» **課題の内容**
下にある自衛隊の違いについての文章のうち、「陸・海・空各自衛隊の違ったところシリーズ (3)」で始まり「です。細かく見ると分ります。」まで続く部分を、一字も変えずに打ち直してください。

» **ページ**
· · · ·

陸・海・空各自衛隊の違ったところシリーズ (3)

「もろもろ」

一般的に、陸上自衛隊と、航空自衛隊は余り違いはありません。海上自衛隊だけが違っているケースがかなりあります。制服、階級章等もそうです。
以前、防大1期生のT元空将が言っていましたが「陸上と航空は自衛隊だけど、海上は違うよ、あれは海軍だ」とのことです。
一例を挙げますと、陸、空は幹部自衛官に対して「号令」をかけます。しかし、海上自衛隊は幹部自衛官(士官)には号令をかけません。練習艦隊の壮行会が晴海で行われますが、そのときも防衛大臣などに敬礼する際、幹部候補生、部隊基幹要員などは号令で敬礼しますが、並んでいる幹部自衛官はそれに合わせて敬礼しているだけで、号令で敬礼しているわけではないのです。細かく見ると分ります。

· · · ·

» **データ欄**
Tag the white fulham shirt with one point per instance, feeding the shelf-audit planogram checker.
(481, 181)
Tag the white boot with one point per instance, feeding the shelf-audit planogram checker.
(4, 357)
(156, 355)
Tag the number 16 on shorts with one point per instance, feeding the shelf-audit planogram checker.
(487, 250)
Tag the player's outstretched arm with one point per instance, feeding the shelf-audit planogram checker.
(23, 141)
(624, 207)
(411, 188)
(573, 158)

· · · ·

» **課題の解答**
陸・海・空各自衛隊の違ったところシリーズ (3)

「もろもろ」

一般的に、陸上自衛隊と、航空自衛隊は余り違いはありません。海上自衛隊だけが違っているケースがかなりあります。制服、階級章等もそうです。
以前、防大1期生のT元空将が言っていましたが「陸上と航空は自衛隊だけど、海上は違うよ、あれは海軍だ」とのことです。
一例を挙げますと、陸、空は幹部自衛官に対して「号令」をかけます。しかし、海上自衛隊は幹部自衛官(士官)には号令をかけません。練習艦隊の壮行会が晴海で行われますが、そのときも防衛大臣などに敬礼する際、幹部候補生、部隊基幹要員などは号令で敬礼しますが、並んでいる幹部自衛官はそれに合わせて敬礼しているだけで、号令で敬礼しているわけではないのです。細かく見ると分ります。